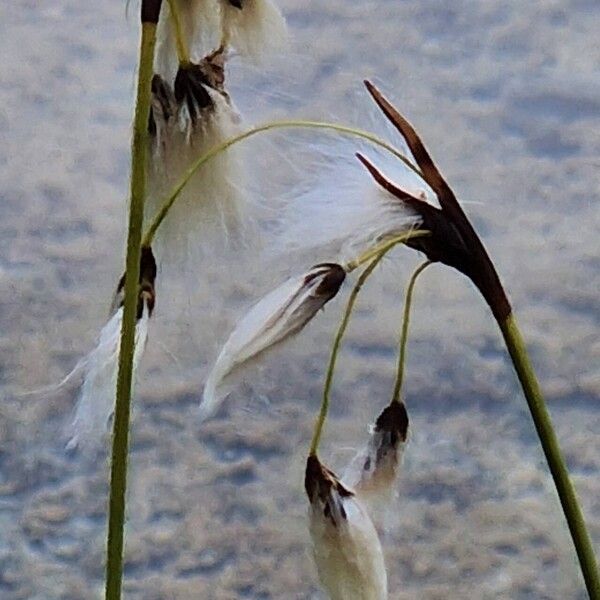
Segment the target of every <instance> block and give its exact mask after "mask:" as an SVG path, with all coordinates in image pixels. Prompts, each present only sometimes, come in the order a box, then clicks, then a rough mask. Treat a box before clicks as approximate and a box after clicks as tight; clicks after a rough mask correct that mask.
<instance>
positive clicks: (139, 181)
mask: <svg viewBox="0 0 600 600" xmlns="http://www.w3.org/2000/svg"><path fill="white" fill-rule="evenodd" d="M156 4H158V10H160V2H158V3H156V2H154V3H151V2H148V3H146V2H142V32H141V42H140V59H139V70H138V83H137V99H136V107H135V115H134V122H133V140H132V148H131V182H130V193H131V200H130V206H129V227H128V234H127V257H126V272H125V273H126V275H125V302H124V306H123V325H122V328H121V341H120V351H119V370H118V375H117V391H116V400H115V415H114V426H113V438H112V458H111V469H110V499H109V516H108V539H107V560H106V589H105V592H106V596H105V597H106V599H107V600H119V599H120V598H121V584H122V578H123V527H124V522H125V491H126V488H127V454H128V445H129V418H130V404H131V388H132V379H133V375H132V372H133V354H134V348H135V326H136V313H137V303H138V281H139V275H140V255H141V251H140V247H141V244H140V242H141V238H142V222H143V219H144V200H145V197H146V160H147V157H146V148H147V139H146V136H147V128H148V118H149V115H150V94H151V82H152V63H153V57H154V46H155V43H156V22H155V21H153V20H152V21H148V20H146V19H145V18H144V17H148V16H149V14H150V15H151V16H152V17H153V16H154V13H153V11H152V10H151V9H155V8H156ZM148 5H152V6H151V7H150V8H149V7H148ZM156 20H158V11H156Z"/></svg>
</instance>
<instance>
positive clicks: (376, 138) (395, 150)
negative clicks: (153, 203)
mask: <svg viewBox="0 0 600 600" xmlns="http://www.w3.org/2000/svg"><path fill="white" fill-rule="evenodd" d="M307 128H308V129H323V130H328V131H335V132H337V133H341V134H343V135H349V136H353V137H358V138H362V139H364V140H367V141H368V142H371V143H372V144H374V145H376V146H379V147H380V148H383V149H384V150H386V151H387V152H389V153H391V154H392V155H394V156H395V157H396V158H398V159H400V160H401V161H402V162H403V163H404V164H405V165H407V166H408V167H409V168H410V169H411V170H412V171H414V172H415V173H416V174H417V175H419V177H422V175H421V172H420V171H419V169H417V167H415V166H414V165H413V164H412V163H411V162H410V160H409V159H408V158H406V156H404V155H403V154H402V153H401V152H400V151H399V150H397V149H396V148H394V146H392V145H391V144H389V143H388V142H386V141H385V140H382V139H380V138H378V137H377V136H376V135H374V134H372V133H369V132H368V131H363V130H361V129H355V128H353V127H347V126H345V125H337V124H335V123H325V122H322V121H303V120H289V121H272V122H270V123H265V124H263V125H257V126H256V127H253V128H252V129H248V130H247V131H244V132H242V133H240V134H238V135H236V136H233V137H231V138H229V139H227V140H225V141H223V142H221V143H220V144H217V145H216V146H213V147H212V148H211V149H210V150H207V151H206V152H205V153H204V154H202V155H201V156H199V157H198V159H196V160H195V161H194V163H192V165H190V167H189V168H188V169H187V171H186V172H185V173H184V175H183V176H182V178H181V180H180V182H179V183H178V184H177V185H176V186H175V187H174V188H173V190H172V191H171V193H170V194H169V196H167V197H166V198H165V200H164V201H163V203H162V206H161V207H160V209H159V210H158V212H157V213H156V215H155V216H154V218H153V220H152V223H151V224H150V226H149V227H148V229H147V231H146V233H145V235H144V240H143V242H142V244H143V245H144V246H150V245H151V244H152V240H153V239H154V235H155V234H156V231H157V230H158V228H159V227H160V225H161V223H162V222H163V221H164V219H165V217H166V216H167V214H168V213H169V210H171V207H172V206H173V204H175V201H176V200H177V198H178V197H179V194H180V193H181V191H182V190H183V188H184V187H185V186H186V185H187V183H188V181H189V180H190V179H191V178H192V177H193V176H194V174H195V173H196V171H198V169H200V167H202V165H204V164H205V163H207V162H208V161H209V160H211V159H212V158H214V157H215V156H217V155H219V154H220V153H221V152H224V151H225V150H227V149H228V148H230V147H231V146H233V145H235V144H238V143H239V142H241V141H243V140H245V139H248V138H249V137H252V136H254V135H257V134H259V133H262V132H265V131H272V130H275V129H307Z"/></svg>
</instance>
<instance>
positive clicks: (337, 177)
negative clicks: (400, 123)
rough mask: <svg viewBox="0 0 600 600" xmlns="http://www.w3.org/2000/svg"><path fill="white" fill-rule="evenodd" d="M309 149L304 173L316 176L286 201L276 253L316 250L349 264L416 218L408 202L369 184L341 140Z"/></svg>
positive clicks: (406, 225) (343, 143)
mask: <svg viewBox="0 0 600 600" xmlns="http://www.w3.org/2000/svg"><path fill="white" fill-rule="evenodd" d="M312 152H313V154H314V156H315V158H314V163H313V164H314V167H313V168H311V169H309V173H310V172H312V173H315V172H316V173H317V176H316V178H315V181H313V182H311V185H310V187H308V188H307V189H305V190H304V191H303V192H301V193H300V194H298V193H296V194H295V196H294V197H293V198H290V199H289V200H288V202H287V208H286V211H285V212H284V215H283V217H282V221H283V223H284V226H283V227H282V234H281V236H280V239H279V244H280V246H281V251H282V252H284V253H289V254H290V255H297V254H298V253H300V254H302V253H303V252H304V253H308V252H313V251H315V250H318V251H319V252H327V253H328V254H329V256H335V257H336V259H337V260H339V262H341V263H345V262H351V261H354V260H356V259H357V257H359V256H360V255H362V254H363V253H364V252H365V251H366V250H367V249H369V248H370V247H372V246H373V245H375V244H377V243H378V242H380V241H381V240H383V239H384V238H386V237H393V236H397V235H401V234H403V233H406V232H408V231H410V230H411V229H413V228H414V227H415V226H416V225H417V224H418V223H419V222H420V221H421V219H420V217H419V216H418V215H417V214H416V213H415V211H413V210H412V209H411V208H410V207H409V206H407V205H406V204H404V203H402V202H399V201H398V200H397V199H396V198H395V197H394V196H392V194H390V193H388V192H386V191H384V190H382V189H381V187H379V186H377V185H375V184H374V183H373V180H372V178H371V177H370V175H369V174H368V173H367V172H366V171H365V169H364V168H363V167H362V166H361V165H360V164H359V162H358V161H357V160H356V159H355V158H354V155H353V153H352V152H351V149H350V147H348V146H347V145H346V143H345V142H344V141H338V142H337V143H335V144H333V145H327V144H325V143H323V144H319V143H314V144H313V146H312ZM396 162H398V161H396ZM394 167H395V171H399V169H398V166H397V165H394ZM405 170H406V169H404V171H405ZM399 172H400V174H404V172H403V170H400V171H399Z"/></svg>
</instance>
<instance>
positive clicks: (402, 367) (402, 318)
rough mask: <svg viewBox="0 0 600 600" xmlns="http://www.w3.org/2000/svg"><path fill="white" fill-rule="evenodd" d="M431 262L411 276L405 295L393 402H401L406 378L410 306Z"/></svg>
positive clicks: (392, 401)
mask: <svg viewBox="0 0 600 600" xmlns="http://www.w3.org/2000/svg"><path fill="white" fill-rule="evenodd" d="M430 264H431V261H430V260H426V261H425V262H424V263H421V264H420V265H419V266H418V267H417V268H416V269H415V270H414V272H413V274H412V275H411V276H410V280H409V282H408V286H407V288H406V295H405V297H404V311H403V314H402V330H401V332H400V344H399V346H398V367H397V369H396V381H395V382H394V391H393V392H392V402H400V392H401V391H402V382H403V380H404V365H405V363H406V344H407V342H408V325H409V322H410V307H411V304H412V296H413V291H414V289H415V284H416V283H417V279H418V278H419V275H420V274H421V273H422V272H423V271H424V270H425V269H426V268H427V267H428V266H429V265H430Z"/></svg>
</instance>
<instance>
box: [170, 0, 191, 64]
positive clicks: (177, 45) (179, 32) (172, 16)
mask: <svg viewBox="0 0 600 600" xmlns="http://www.w3.org/2000/svg"><path fill="white" fill-rule="evenodd" d="M167 1H168V2H169V9H170V11H171V19H172V21H173V29H174V30H175V45H176V46H177V58H178V59H179V64H180V65H182V66H184V67H185V66H188V65H189V64H190V50H189V48H188V46H187V42H186V40H185V35H184V34H183V27H182V25H181V13H180V12H179V6H177V1H178V0H167Z"/></svg>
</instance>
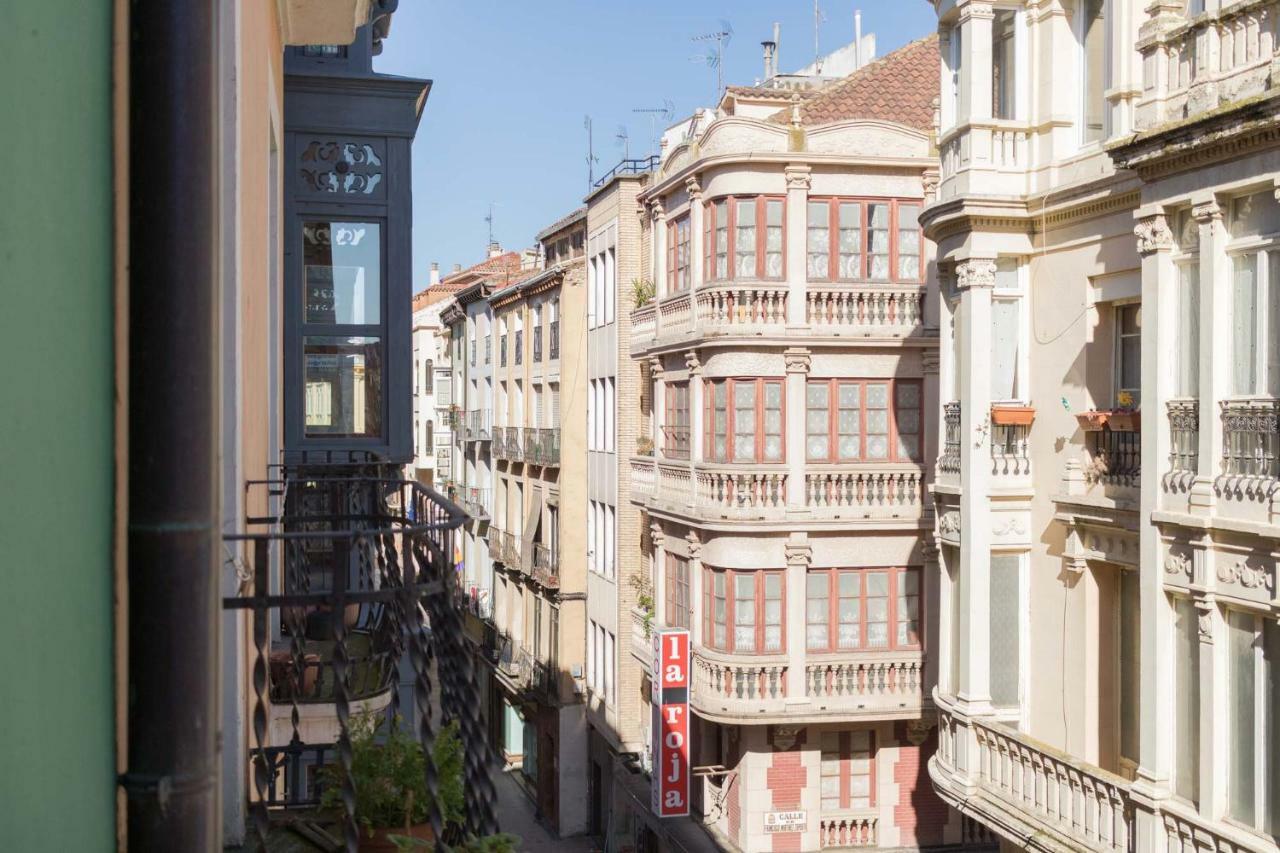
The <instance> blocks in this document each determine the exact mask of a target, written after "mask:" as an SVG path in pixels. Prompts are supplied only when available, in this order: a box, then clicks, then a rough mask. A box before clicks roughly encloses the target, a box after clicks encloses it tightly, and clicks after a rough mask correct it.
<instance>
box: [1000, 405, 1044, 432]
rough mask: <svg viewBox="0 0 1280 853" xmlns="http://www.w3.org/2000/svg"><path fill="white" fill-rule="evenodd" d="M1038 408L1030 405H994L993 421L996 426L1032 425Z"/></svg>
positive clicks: (1035, 417)
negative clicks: (1029, 405)
mask: <svg viewBox="0 0 1280 853" xmlns="http://www.w3.org/2000/svg"><path fill="white" fill-rule="evenodd" d="M1034 420H1036V410H1034V409H1033V407H1030V406H992V407H991V423H992V424H995V425H996V427H1030V425H1032V423H1033V421H1034Z"/></svg>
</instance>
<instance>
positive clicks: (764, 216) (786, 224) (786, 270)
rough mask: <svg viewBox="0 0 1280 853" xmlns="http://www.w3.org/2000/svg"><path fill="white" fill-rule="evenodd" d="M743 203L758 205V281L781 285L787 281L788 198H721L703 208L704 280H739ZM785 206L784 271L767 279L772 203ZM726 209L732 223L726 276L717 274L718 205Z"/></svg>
mask: <svg viewBox="0 0 1280 853" xmlns="http://www.w3.org/2000/svg"><path fill="white" fill-rule="evenodd" d="M741 201H754V202H755V211H754V213H755V275H754V279H759V280H765V282H778V280H783V279H786V277H787V197H786V196H769V195H765V196H718V197H716V199H709V200H708V201H705V202H704V206H703V246H704V248H703V280H704V282H732V280H737V278H739V277H737V246H736V243H737V205H739V202H741ZM771 201H776V202H781V205H782V270H781V272H780V273H778V274H777V275H765V274H764V270H765V264H764V259H765V255H767V254H768V252H767V251H765V247H767V242H768V240H767V234H768V202H771ZM717 204H723V205H724V218H726V219H727V220H728V233H727V241H726V250H724V251H726V255H727V256H726V259H724V275H717V274H716V227H717V222H716V220H717V216H716V205H717Z"/></svg>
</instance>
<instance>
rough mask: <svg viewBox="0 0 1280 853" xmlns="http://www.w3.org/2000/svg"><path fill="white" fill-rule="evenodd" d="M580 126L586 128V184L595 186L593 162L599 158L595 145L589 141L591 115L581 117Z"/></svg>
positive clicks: (590, 127)
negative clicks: (581, 117)
mask: <svg viewBox="0 0 1280 853" xmlns="http://www.w3.org/2000/svg"><path fill="white" fill-rule="evenodd" d="M582 127H584V128H586V186H589V187H594V186H595V164H596V163H599V161H600V158H598V156H595V147H594V146H593V143H591V117H590V115H585V117H582Z"/></svg>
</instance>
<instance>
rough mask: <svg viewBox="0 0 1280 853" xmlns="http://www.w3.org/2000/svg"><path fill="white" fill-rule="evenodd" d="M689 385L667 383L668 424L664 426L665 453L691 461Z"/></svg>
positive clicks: (664, 444) (664, 442) (683, 384)
mask: <svg viewBox="0 0 1280 853" xmlns="http://www.w3.org/2000/svg"><path fill="white" fill-rule="evenodd" d="M689 429H690V420H689V383H687V382H669V383H667V423H666V424H663V428H662V432H663V438H664V442H663V453H664V455H666V456H668V457H671V459H689Z"/></svg>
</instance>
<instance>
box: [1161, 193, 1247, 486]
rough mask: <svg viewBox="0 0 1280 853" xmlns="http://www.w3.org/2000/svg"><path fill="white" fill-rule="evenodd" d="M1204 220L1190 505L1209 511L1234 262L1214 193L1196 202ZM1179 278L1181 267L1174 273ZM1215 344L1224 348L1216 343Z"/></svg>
mask: <svg viewBox="0 0 1280 853" xmlns="http://www.w3.org/2000/svg"><path fill="white" fill-rule="evenodd" d="M1192 215H1193V216H1194V218H1196V222H1198V223H1199V302H1201V304H1199V327H1201V328H1199V339H1201V348H1199V353H1198V357H1199V370H1198V373H1199V377H1198V387H1197V389H1196V391H1197V394H1196V396H1197V397H1198V400H1199V441H1198V446H1197V455H1198V460H1197V465H1196V480H1194V482H1193V483H1192V489H1190V505H1192V506H1196V507H1204V510H1206V511H1210V508H1211V507H1212V506H1213V505H1215V503H1216V502H1217V498H1216V496H1215V494H1213V475H1215V474H1216V473H1217V459H1219V455H1220V452H1221V447H1222V419H1221V416H1220V414H1219V409H1217V401H1220V400H1226V397H1229V396H1230V393H1231V366H1233V360H1231V356H1233V353H1231V346H1230V341H1231V261H1230V259H1229V257H1228V256H1226V225H1225V224H1224V222H1222V207H1221V206H1220V205H1219V204H1217V201H1216V200H1215V199H1213V197H1212V196H1210V197H1208V199H1204V200H1202V201H1199V202H1198V204H1196V205H1193V206H1192ZM1170 274H1171V275H1172V277H1174V279H1172V282H1170V283H1171V284H1172V283H1175V282H1176V277H1178V270H1176V269H1174V270H1171V273H1170ZM1215 342H1216V343H1219V346H1215Z"/></svg>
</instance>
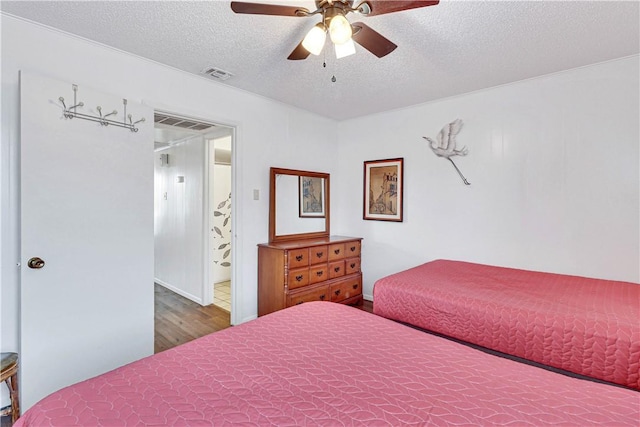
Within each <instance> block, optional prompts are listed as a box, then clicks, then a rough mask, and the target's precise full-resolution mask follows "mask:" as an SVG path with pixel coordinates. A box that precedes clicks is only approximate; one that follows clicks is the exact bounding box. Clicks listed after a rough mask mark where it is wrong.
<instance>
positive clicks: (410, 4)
mask: <svg viewBox="0 0 640 427" xmlns="http://www.w3.org/2000/svg"><path fill="white" fill-rule="evenodd" d="M367 3H369V6H370V7H371V12H369V13H368V14H367V16H375V15H383V14H385V13H393V12H401V11H403V10H407V9H417V8H419V7H427V6H435V5H436V4H438V3H440V1H439V0H432V1H389V0H367Z"/></svg>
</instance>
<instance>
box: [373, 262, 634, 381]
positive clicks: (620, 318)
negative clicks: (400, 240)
mask: <svg viewBox="0 0 640 427" xmlns="http://www.w3.org/2000/svg"><path fill="white" fill-rule="evenodd" d="M373 292H374V312H375V313H376V314H378V315H381V316H384V317H387V318H390V319H394V320H398V321H401V322H404V323H408V324H412V325H415V326H418V327H420V328H423V329H427V330H431V331H434V332H438V333H441V334H443V335H447V336H451V337H454V338H457V339H460V340H464V341H467V342H470V343H474V344H477V345H480V346H483V347H487V348H490V349H493V350H497V351H500V352H503V353H507V354H510V355H514V356H518V357H521V358H525V359H528V360H532V361H534V362H539V363H542V364H545V365H548V366H553V367H556V368H560V369H564V370H566V371H571V372H574V373H578V374H582V375H586V376H589V377H593V378H597V379H601V380H605V381H608V382H612V383H616V384H621V385H624V386H627V387H631V388H634V389H640V372H639V370H640V285H638V284H634V283H628V282H614V281H608V280H598V279H588V278H584V277H576V276H566V275H560V274H549V273H540V272H533V271H525V270H516V269H511V268H502V267H493V266H488V265H481V264H472V263H467V262H459V261H447V260H437V261H433V262H428V263H426V264H423V265H420V266H418V267H415V268H412V269H409V270H406V271H403V272H400V273H397V274H393V275H391V276H388V277H385V278H383V279H380V280H378V281H377V282H376V283H375V285H374V291H373Z"/></svg>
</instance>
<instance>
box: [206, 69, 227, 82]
mask: <svg viewBox="0 0 640 427" xmlns="http://www.w3.org/2000/svg"><path fill="white" fill-rule="evenodd" d="M202 74H204V75H205V76H209V77H211V78H214V79H216V80H222V81H224V80H228V79H229V78H231V76H233V74H231V73H230V72H228V71H224V70H221V69H220V68H214V67H207V68H205V69H204V70H202Z"/></svg>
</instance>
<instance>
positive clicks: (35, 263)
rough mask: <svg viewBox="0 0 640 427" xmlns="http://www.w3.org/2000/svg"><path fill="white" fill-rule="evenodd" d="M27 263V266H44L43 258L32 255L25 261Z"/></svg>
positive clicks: (40, 267)
mask: <svg viewBox="0 0 640 427" xmlns="http://www.w3.org/2000/svg"><path fill="white" fill-rule="evenodd" d="M27 265H28V266H29V268H34V269H38V268H42V267H44V260H43V259H41V258H38V257H33V258H31V259H30V260H29V261H27Z"/></svg>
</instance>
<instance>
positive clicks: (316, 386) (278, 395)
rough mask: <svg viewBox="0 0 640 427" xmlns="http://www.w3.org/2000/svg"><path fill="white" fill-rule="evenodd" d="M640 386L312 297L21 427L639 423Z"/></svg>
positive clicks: (63, 394)
mask: <svg viewBox="0 0 640 427" xmlns="http://www.w3.org/2000/svg"><path fill="white" fill-rule="evenodd" d="M639 420H640V393H637V392H635V391H632V390H628V389H624V388H620V387H614V386H610V385H605V384H599V383H594V382H590V381H584V380H580V379H576V378H570V377H567V376H564V375H559V374H556V373H553V372H549V371H545V370H542V369H540V368H536V367H533V366H528V365H524V364H521V363H518V362H514V361H511V360H507V359H503V358H500V357H496V356H492V355H489V354H485V353H483V352H481V351H478V350H475V349H472V348H470V347H467V346H464V345H461V344H457V343H455V342H451V341H448V340H446V339H443V338H440V337H436V336H433V335H430V334H425V333H424V332H420V331H418V330H415V329H412V328H409V327H407V326H404V325H401V324H399V323H396V322H392V321H390V320H388V319H384V318H382V317H378V316H375V315H372V314H370V313H366V312H363V311H360V310H358V309H355V308H353V307H348V306H344V305H340V304H334V303H330V302H312V303H305V304H302V305H300V306H295V307H292V308H289V309H286V310H282V311H278V312H276V313H273V314H270V315H267V316H264V317H261V318H259V319H258V320H255V321H252V322H248V323H246V324H243V325H240V326H235V327H233V328H229V329H226V330H224V331H221V332H217V333H214V334H211V335H208V336H206V337H204V338H201V339H198V340H195V341H192V342H190V343H187V344H185V345H182V346H180V347H177V348H174V349H171V350H168V351H165V352H163V353H159V354H157V355H155V356H151V357H148V358H145V359H142V360H139V361H137V362H134V363H131V364H129V365H126V366H123V367H121V368H118V369H116V370H114V371H111V372H108V373H106V374H104V375H101V376H98V377H96V378H93V379H90V380H87V381H84V382H81V383H78V384H75V385H73V386H70V387H67V388H64V389H62V390H60V391H58V392H56V393H54V394H52V395H50V396H49V397H46V398H45V399H43V400H42V401H40V402H39V403H38V404H37V405H35V406H34V407H32V408H31V409H29V410H28V411H27V412H26V413H25V415H24V416H23V417H22V418H20V419H19V421H18V424H17V426H18V427H24V426H50V425H56V426H124V425H136V426H137V425H155V426H160V425H162V426H165V425H190V426H204V425H218V426H225V425H231V424H240V425H244V426H276V425H277V426H302V425H326V426H360V425H362V426H385V425H390V426H400V425H425V424H433V425H474V426H479V425H489V424H502V425H505V424H508V425H514V426H515V425H517V426H523V425H532V426H540V425H545V424H548V425H550V424H553V425H573V426H586V425H593V424H601V425H615V426H637V425H638V421H639Z"/></svg>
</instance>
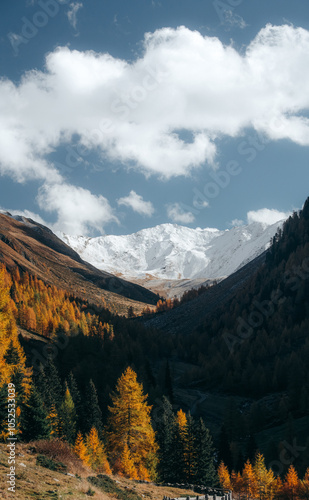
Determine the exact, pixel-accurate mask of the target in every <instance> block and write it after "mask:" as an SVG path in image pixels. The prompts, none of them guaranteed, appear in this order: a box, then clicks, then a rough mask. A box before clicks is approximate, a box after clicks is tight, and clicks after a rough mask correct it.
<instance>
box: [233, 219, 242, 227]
mask: <svg viewBox="0 0 309 500" xmlns="http://www.w3.org/2000/svg"><path fill="white" fill-rule="evenodd" d="M243 224H244V221H243V220H242V219H233V220H232V221H231V222H230V223H229V226H232V227H239V226H242V225H243Z"/></svg>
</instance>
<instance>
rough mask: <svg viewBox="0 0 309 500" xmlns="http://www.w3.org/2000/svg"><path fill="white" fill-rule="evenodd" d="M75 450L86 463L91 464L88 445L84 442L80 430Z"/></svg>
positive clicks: (85, 463)
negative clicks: (88, 452) (88, 449)
mask: <svg viewBox="0 0 309 500" xmlns="http://www.w3.org/2000/svg"><path fill="white" fill-rule="evenodd" d="M74 452H75V453H76V455H77V456H78V457H79V458H80V459H81V460H82V461H83V463H84V464H85V465H89V464H90V457H89V455H88V452H87V446H86V444H85V442H84V439H83V436H82V433H81V432H80V431H78V433H77V437H76V441H75V445H74Z"/></svg>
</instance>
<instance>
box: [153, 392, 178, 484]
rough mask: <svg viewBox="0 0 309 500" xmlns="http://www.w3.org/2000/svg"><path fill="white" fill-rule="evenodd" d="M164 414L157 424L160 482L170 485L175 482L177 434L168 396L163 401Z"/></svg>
mask: <svg viewBox="0 0 309 500" xmlns="http://www.w3.org/2000/svg"><path fill="white" fill-rule="evenodd" d="M162 408H163V414H162V417H161V418H160V420H159V421H158V423H157V438H158V444H159V451H158V454H159V464H158V472H159V477H160V480H161V481H162V482H163V483H168V482H171V481H172V480H173V476H174V466H175V464H174V462H173V455H174V452H173V445H174V434H175V425H176V422H175V415H174V413H173V409H172V405H171V403H170V402H169V400H168V399H167V397H166V396H163V400H162Z"/></svg>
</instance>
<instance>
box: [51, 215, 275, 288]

--------------------------------------------------

■ EXERCISE REQUIREMENTS
Could you copy every line from the records that mentions the word "exact"?

■ SOLVED PROBLEM
Segment the target of every <instance> block and give its exact mask after "mask:" as an SVG path, with all coordinates in image pixels. Prompts, each present only sometimes, come in the order a box, then clicks, then a rough mask. Treat a box before clicks as approximate and a box after clicks as tight; clicks after a rough mask correct that mask.
The <instance> blocks in this document each determine the exact mask of a target, written after "mask:" as an SVG path in pixels. Prompts are supplied only when available, in this order: a box, then clicks, then a rough mask. A box before clicks roughly encloses the target, a box after clicks encloses it tightly, and clicks after a rough mask correct it.
Within each <instance> block, optional prompts are listed as a box, then clicks, then a rough mask, and the target's precise full-resolution mask follows "mask:" as an SVG path with pixel coordinates. A box that precedes clicks is only approximate; one that follows clicks is the exact bounding box. Clicks listed after a rough mask mark where it is wrong.
Determine the exact, pixel-accurate mask of the target in every <instance> block and write it after "mask:" as an SVG path in image pixels. The prompts, none of them guaranteed, appear in this order: a box, then clicks, then a rough mask. A box before clicks is approximate, a box after clicks is tight, and clicks after a rough mask correct it.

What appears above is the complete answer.